** begin Text to read **
The Water-Babies, A Fairy Tale for a Land Baby (1863)[edit]

Online text

  • Clear and cool, clear and cool,
    By laughing shallow, and dreaming pool.
    • Song I, st. 1.
  • When all the world is young, lad,
    And all the trees are green;
    And every goose a swan, lad,
    And every lass a queen;
    Then hey for boot and horse, lad,
    And round the world away;
    Young blood must have its course, lad,
    And every dog his day.
    • Song II, st. 1.
  • When all the world is old, lad,
    And all the trees are brown;
    And all the sport is stale, lad,
    And all the wheels run down;
    Creep home, and take your place there,
    The spent and maimed among:—
    God grant you find one face there,
    You loved when all was young.
    • Song II, st. 2.
  • [A] man may learn from his Bible to be a more thorough gentleman than if he had been brought up in all the drawing-rooms in London.
    • Ch. 3.
  • And I am very ugly. I am the ugliest fairy in the world; and I shall be, till people behave themselves as they ought to do. And then I shall grow as handsome as my sister, who is the loveliest fairy in the world; and her name is Mrs. Doasyouwouldbedoneby. So she begins where I end, and I begin where she ends; and those who will not listen to her must listen to me, as you will see.
    • Ch. 5.

Dictionary of Burning Words of Brilliant Writers (1895)[edit]

Quotes reported in Josiah Hotchkiss Gilbert, Dictionary of Burning Words of Brilliant Writers (1895).

  • Nothing like one honest look, one honest thought of Christ upon His cross. That tells us how much He has been through, how much He endured, how much He conquered, how much God loved us, who spared not His only begotten Son, but freely gave Him for us. Dare we doubt such a God? Dare we murmur against such a God?
    • P. 72.
  • And what is the joy of Christ? The joy and delight which springs forever in His great heart, from feeling that He is forever doing good; from loving all, and living for all; from knowing that if not all, yet millions on millions are grateful to Him, and will be forever.
** end Text to read **
__Written request a__
Convert everything in the entries from the line containing "Where can you spot the small" down to the end of the entries into a Markdown table with the columns "Row" and "Line", omitting blank lines and leaving out the pictures.
The text and the entries have no connection to each other.
** begin Supplied entries **
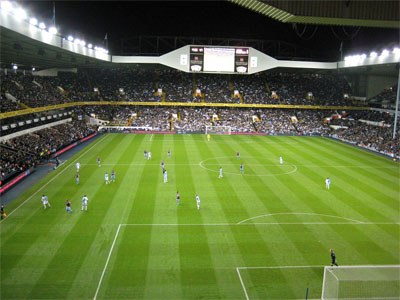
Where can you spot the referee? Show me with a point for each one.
(333, 257)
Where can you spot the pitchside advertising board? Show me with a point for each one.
(219, 59)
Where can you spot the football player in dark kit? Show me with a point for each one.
(333, 257)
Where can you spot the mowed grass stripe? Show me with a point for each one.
(197, 274)
(36, 249)
(67, 261)
(382, 198)
(262, 241)
(342, 156)
(224, 247)
(117, 204)
(338, 198)
(118, 283)
(163, 276)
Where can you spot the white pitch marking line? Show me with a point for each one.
(266, 223)
(281, 267)
(107, 261)
(294, 213)
(271, 267)
(242, 283)
(51, 180)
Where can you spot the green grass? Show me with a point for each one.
(273, 226)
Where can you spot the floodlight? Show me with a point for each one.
(53, 30)
(373, 54)
(384, 53)
(20, 14)
(6, 6)
(33, 21)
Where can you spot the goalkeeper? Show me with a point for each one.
(333, 257)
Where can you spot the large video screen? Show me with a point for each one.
(219, 59)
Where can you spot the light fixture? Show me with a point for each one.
(20, 14)
(384, 53)
(53, 30)
(6, 6)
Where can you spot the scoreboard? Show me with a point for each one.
(211, 59)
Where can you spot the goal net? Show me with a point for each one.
(361, 282)
(218, 129)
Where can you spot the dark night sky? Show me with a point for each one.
(91, 20)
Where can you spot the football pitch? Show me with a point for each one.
(263, 234)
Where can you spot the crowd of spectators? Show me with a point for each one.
(165, 84)
(385, 99)
(20, 153)
(369, 129)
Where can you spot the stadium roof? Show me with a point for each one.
(368, 13)
(17, 48)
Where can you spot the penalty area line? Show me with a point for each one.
(107, 261)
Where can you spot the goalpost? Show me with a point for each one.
(218, 129)
(361, 282)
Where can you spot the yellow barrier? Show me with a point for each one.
(176, 104)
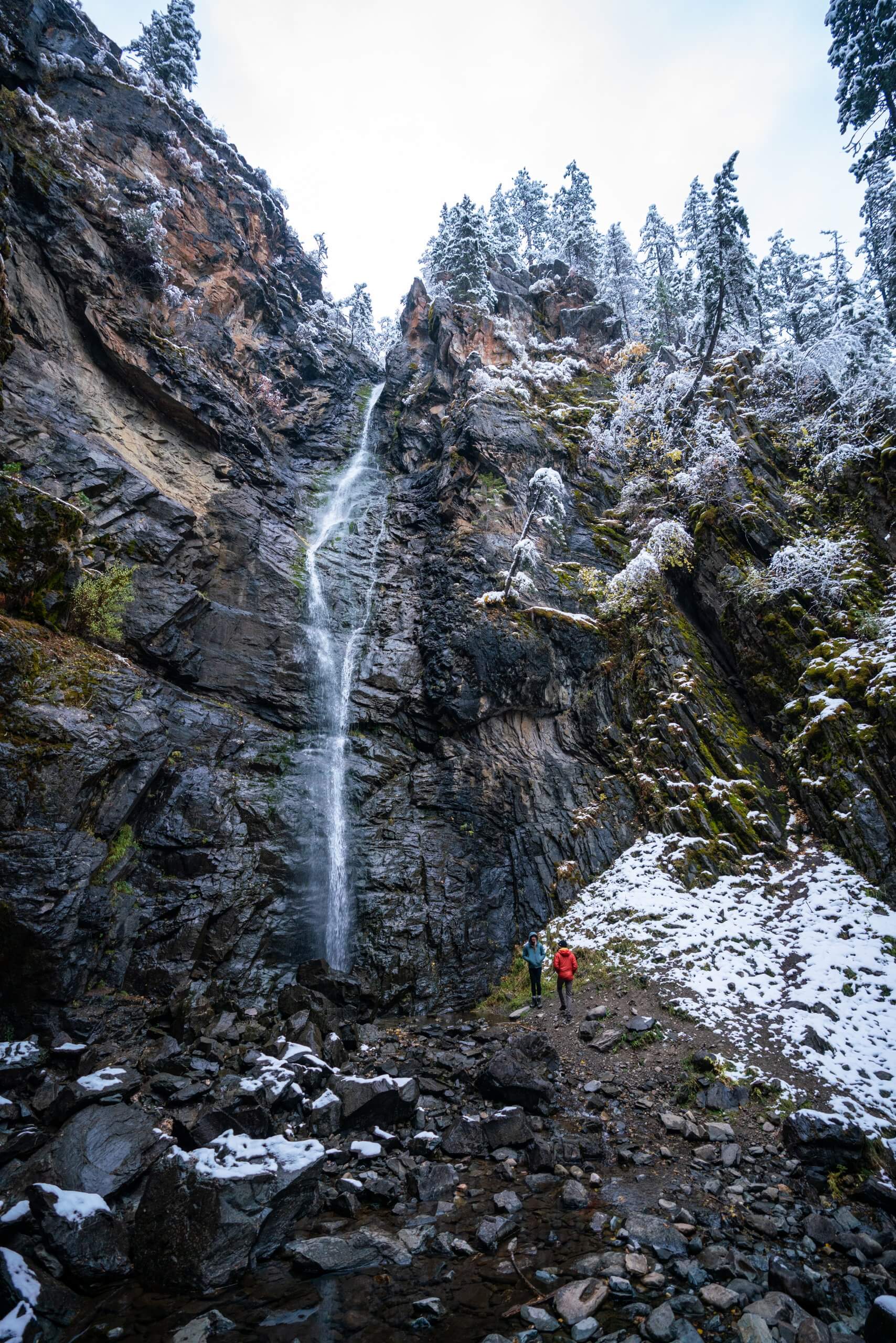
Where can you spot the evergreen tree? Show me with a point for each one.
(620, 279)
(506, 231)
(842, 289)
(573, 225)
(468, 255)
(727, 269)
(320, 253)
(360, 320)
(879, 236)
(659, 249)
(863, 50)
(168, 46)
(695, 219)
(434, 260)
(792, 292)
(528, 203)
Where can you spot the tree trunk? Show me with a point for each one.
(705, 363)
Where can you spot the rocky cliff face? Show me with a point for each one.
(176, 399)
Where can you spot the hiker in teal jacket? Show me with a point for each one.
(534, 954)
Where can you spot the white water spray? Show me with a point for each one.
(340, 564)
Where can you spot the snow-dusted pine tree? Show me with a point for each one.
(168, 46)
(466, 257)
(573, 227)
(528, 202)
(506, 231)
(621, 281)
(659, 249)
(359, 312)
(879, 234)
(841, 288)
(793, 293)
(863, 51)
(727, 268)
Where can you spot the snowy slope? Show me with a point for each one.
(803, 957)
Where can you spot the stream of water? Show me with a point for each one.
(340, 567)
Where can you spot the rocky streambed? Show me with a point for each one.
(322, 1174)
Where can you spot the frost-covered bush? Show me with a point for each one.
(178, 157)
(547, 485)
(671, 546)
(711, 462)
(144, 227)
(268, 398)
(632, 588)
(100, 602)
(526, 372)
(813, 566)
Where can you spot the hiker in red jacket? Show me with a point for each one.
(566, 966)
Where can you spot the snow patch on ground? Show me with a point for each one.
(74, 1205)
(236, 1155)
(19, 1053)
(99, 1082)
(793, 954)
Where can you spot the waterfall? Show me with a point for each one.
(340, 567)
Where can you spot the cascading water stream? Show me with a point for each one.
(340, 566)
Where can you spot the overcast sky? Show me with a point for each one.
(371, 114)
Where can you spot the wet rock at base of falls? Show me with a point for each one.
(719, 1096)
(465, 1138)
(26, 1282)
(662, 1325)
(375, 1100)
(492, 1231)
(105, 1149)
(211, 1326)
(824, 1142)
(507, 1127)
(880, 1326)
(578, 1301)
(371, 1246)
(574, 1196)
(433, 1181)
(209, 1214)
(515, 1075)
(82, 1233)
(663, 1239)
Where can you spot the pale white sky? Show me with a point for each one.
(371, 113)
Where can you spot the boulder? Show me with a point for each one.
(375, 1100)
(578, 1301)
(104, 1149)
(662, 1325)
(367, 1248)
(210, 1326)
(515, 1075)
(663, 1239)
(81, 1231)
(31, 1301)
(507, 1127)
(880, 1326)
(209, 1214)
(465, 1138)
(824, 1142)
(433, 1181)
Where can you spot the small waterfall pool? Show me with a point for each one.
(340, 572)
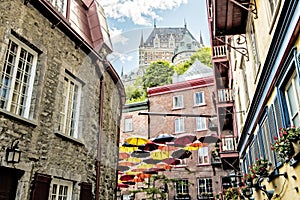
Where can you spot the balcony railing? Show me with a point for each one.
(219, 51)
(225, 95)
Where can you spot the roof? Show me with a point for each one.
(196, 70)
(165, 33)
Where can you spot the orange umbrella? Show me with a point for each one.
(127, 163)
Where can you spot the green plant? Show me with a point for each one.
(283, 145)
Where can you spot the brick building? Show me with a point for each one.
(60, 101)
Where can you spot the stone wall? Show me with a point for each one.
(44, 150)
** end Supplied entries **
__Written request b__
Rewrite everything in the quotation collection from "Dictionary of Burning Words of Brilliant Writers (1895)[edit]" down to "Brilliant Writers (1895).", updating each occurrence of "Burning Words" to "Glowing Words".

__Complete output a__
| Row | Line |
|---|---|
| 1 | Where can you spot the small waterfall pool? Show me with a point for each one. |
| 2 | (340, 572) |
| 3 | Where can you spot the balcony railing? Show me with a point for each one. |
| 4 | (219, 51) |
| 5 | (225, 95) |
| 6 | Where can you spot the roof? Show me with a point for each one. |
| 7 | (196, 70) |
| 8 | (165, 33) |
| 9 | Where can you spot the orange umbrella? Show me with a point for each one. |
| 10 | (127, 163) |
| 11 | Where can you spot the green plant? Show me with a point for each one. |
| 12 | (283, 145) |
| 13 | Where can you spot the brick building? Show me with a point for each one. |
| 14 | (60, 101) |
| 15 | Where can you spot the stone wall? Show me with a point for each one. |
| 16 | (44, 150) |

__Complete output b__
Dictionary of Glowing Words of Brilliant Writers (1895)[edit]

Quotes reported in Josiah Hotchkiss Gilbert, Dictionary of Glowing Words of Brilliant Writers (1895).